* **Brief**
Reproduce the data in its entirety, exactly as supplied.

(Collected data)
▼
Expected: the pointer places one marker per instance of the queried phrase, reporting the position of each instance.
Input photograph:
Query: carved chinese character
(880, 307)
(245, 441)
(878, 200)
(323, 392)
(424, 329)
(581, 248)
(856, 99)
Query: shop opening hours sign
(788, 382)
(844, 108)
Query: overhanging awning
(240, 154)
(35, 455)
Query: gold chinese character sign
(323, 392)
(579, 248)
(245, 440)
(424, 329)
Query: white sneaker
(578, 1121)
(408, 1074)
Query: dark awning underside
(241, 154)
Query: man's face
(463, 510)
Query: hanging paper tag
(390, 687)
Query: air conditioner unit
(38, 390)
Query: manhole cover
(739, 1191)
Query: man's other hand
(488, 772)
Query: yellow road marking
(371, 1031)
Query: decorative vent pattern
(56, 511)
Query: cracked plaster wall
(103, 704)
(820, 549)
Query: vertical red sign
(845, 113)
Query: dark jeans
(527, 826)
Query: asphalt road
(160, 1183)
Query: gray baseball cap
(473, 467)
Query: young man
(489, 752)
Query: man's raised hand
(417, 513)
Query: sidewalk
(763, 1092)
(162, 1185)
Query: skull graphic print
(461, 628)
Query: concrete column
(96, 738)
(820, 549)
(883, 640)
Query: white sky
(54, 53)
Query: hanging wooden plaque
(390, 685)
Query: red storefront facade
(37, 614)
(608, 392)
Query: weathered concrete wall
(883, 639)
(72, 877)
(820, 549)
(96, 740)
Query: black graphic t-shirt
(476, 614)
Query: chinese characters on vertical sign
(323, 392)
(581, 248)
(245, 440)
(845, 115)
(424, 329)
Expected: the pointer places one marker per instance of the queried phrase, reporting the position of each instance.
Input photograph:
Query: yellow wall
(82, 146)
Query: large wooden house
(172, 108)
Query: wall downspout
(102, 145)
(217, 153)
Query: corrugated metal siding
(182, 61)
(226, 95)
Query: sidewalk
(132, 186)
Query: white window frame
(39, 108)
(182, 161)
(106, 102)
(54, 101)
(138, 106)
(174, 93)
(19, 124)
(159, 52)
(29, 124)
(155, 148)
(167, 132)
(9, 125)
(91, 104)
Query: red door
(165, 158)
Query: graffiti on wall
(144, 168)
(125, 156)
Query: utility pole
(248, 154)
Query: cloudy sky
▲
* **Exercise output**
Expected: the pointer places one marker per instance of the queried phrase, reporting the position of each instance.
Input photograph:
Query: carved chinese character
(880, 307)
(245, 441)
(878, 200)
(323, 392)
(424, 329)
(581, 248)
(856, 99)
Query: shop opening hours sign
(788, 382)
(844, 108)
Query: overhanging awning
(240, 154)
(35, 455)
Query: gold chinese character sign
(323, 392)
(579, 248)
(245, 440)
(424, 329)
Query: white sneaker
(578, 1121)
(408, 1074)
Query: dark awning underside
(241, 154)
Query: man's face
(463, 510)
Query: hanging paper tag
(390, 687)
Query: air conditioner unit
(38, 390)
Query: manhole cover
(739, 1191)
Query: man's other hand
(488, 772)
Query: yellow road marking
(371, 1031)
Query: decorative vent pattern
(56, 511)
Query: cracked plaster wall
(103, 704)
(820, 549)
Query: vertical red sign
(845, 113)
Query: dark jeans
(527, 826)
Query: asphalt road
(160, 1183)
Query: gray baseball cap
(473, 467)
Query: young man
(489, 752)
Query: man's raised hand
(417, 513)
Query: sidewalk
(763, 1092)
(162, 1185)
Query: skull graphic print
(461, 628)
Query: concrete column
(96, 738)
(820, 549)
(883, 640)
Query: white sky
(54, 53)
Query: hanging wooden plaque
(390, 685)
Query: red storefront facade
(37, 614)
(608, 392)
Query: weathered concrete wall
(883, 639)
(72, 877)
(820, 549)
(96, 740)
Query: black graphic t-shirt
(476, 614)
Query: chinese characters on vertical sign
(323, 392)
(581, 248)
(245, 440)
(845, 115)
(424, 329)
Expected: the pointer places one marker per instance of the queried phrase, reporting the position of each instance.
Input photograph:
Query: yellow wall
(82, 146)
Query: large wooden house
(172, 108)
Query: wall downspout
(102, 145)
(217, 153)
Query: corrugated metal siding
(182, 61)
(226, 95)
Query: sidewalk
(132, 186)
Query: white window frame
(39, 108)
(182, 161)
(106, 102)
(54, 101)
(138, 106)
(174, 93)
(19, 124)
(159, 52)
(29, 124)
(155, 148)
(167, 132)
(9, 125)
(91, 104)
Query: red door
(165, 158)
Query: graffiti on wall
(144, 168)
(125, 156)
Query: utility pole
(248, 154)
Query: cloudy sky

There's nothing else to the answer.